** EXERCISE PASSAGE follows **

Have you considered becoming a devloper?

Claes Oldenburger
Apr 23, 2010

Metal magician!
:black101:

Femtosecond posted:

10 years ago working class hoods like Grandview Woodlands and Strathcona were places where students and young workers could rent a house for cheap, and these neighbourhoods were great and vibrant for renters but jump ahead to now, post bubble, and houses in GW have been turned over and are occupied by the Dunbar Diaspora, rich west siders that sold their homes to hot asian money, pocketed a few mil' then bought relatively cheap SFHs in East Van. Now they're trying to keep Grandview Woodlands as an exclusive SFH zone for rich people just the way that Dunbar was. Same poo poo is going on in Strathcona though I think that gentrification process has been going on even longer.

** End of EXERCISE PASSAGE **

• TASKS TO CARRY OUT
• 1. According to the forum post, who now occupies the houses in Grandview Woodlands?
• 2. Say whether each statement agrees with the forum post, and quote the words that decide it: (a) Ten years ago, students and young workers could rent houses cheaply in Grandview Woodlands and Strathcona. (b) The writer thinks gentrification began more recently in Strathcona than in Grandview Woodlands. (c) The new residents of Grandview Woodlands want it to stay an exclusive SFH zone.

** GIVEN RECORDS follows **

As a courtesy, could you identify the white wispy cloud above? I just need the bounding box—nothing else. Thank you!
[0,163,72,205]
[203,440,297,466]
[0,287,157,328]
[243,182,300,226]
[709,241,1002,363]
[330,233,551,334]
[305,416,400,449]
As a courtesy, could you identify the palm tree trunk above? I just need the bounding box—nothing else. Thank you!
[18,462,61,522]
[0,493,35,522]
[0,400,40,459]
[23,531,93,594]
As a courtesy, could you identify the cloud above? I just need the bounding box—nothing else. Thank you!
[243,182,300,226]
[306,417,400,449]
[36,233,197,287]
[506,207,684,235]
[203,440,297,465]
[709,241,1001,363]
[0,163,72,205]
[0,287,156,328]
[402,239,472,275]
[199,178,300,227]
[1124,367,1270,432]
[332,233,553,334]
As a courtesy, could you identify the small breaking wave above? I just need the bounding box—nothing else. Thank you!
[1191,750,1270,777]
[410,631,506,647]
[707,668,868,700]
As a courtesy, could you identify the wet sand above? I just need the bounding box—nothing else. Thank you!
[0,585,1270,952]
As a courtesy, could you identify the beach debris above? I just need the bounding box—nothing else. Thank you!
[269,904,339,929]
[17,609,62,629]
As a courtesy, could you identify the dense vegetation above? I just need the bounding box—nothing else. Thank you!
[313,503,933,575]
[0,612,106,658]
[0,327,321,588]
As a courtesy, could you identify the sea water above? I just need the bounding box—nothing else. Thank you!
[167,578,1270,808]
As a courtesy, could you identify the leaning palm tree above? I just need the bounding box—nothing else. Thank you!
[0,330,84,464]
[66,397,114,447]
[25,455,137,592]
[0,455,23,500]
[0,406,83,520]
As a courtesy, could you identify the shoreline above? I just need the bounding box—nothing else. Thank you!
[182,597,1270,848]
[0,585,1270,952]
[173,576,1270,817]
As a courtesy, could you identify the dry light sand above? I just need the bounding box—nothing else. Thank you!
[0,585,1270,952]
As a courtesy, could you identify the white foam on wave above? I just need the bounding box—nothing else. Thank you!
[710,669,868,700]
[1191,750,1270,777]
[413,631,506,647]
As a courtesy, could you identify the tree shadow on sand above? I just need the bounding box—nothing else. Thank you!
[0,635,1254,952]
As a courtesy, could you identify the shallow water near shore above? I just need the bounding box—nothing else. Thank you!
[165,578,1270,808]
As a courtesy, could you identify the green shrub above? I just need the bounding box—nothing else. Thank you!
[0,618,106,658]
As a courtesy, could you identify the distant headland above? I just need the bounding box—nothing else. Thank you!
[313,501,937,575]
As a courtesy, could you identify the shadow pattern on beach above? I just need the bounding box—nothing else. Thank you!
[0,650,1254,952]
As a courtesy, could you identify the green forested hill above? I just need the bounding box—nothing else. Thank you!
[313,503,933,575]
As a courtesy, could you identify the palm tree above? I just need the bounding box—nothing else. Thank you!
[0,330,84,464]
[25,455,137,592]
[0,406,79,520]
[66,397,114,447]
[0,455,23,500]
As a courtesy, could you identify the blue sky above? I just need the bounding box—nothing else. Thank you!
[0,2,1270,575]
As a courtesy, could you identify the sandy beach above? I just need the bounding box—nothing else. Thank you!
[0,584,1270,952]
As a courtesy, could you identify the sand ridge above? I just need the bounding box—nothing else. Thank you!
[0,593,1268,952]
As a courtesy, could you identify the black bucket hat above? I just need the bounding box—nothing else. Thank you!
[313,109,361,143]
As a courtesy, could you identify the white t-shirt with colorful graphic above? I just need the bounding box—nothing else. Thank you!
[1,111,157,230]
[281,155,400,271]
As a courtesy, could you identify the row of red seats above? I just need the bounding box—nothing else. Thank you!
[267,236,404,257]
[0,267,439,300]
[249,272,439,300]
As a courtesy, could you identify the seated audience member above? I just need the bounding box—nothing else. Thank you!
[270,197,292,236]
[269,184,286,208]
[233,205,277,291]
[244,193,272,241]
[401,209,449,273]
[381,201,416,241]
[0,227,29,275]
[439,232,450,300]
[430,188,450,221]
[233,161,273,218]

** End of GIVEN RECORDS **

• SOLVED PROBLEMS
• 1. The Dunbar Diaspora: rich west siders who sold their homes, pocketed a few million and bought relatively cheap SFHs in East Van.

• 2.
(a) Yes: "10 years ago working class hoods like Grandview Woodlands and Strathcona were places where students and young workers could rent a house for cheap"
(b) No: "I think that gentrification process has been going on even longer."
(c) Yes: "Now they're trying to keep Grandview Woodlands as an exclusive SFH zone for rich people"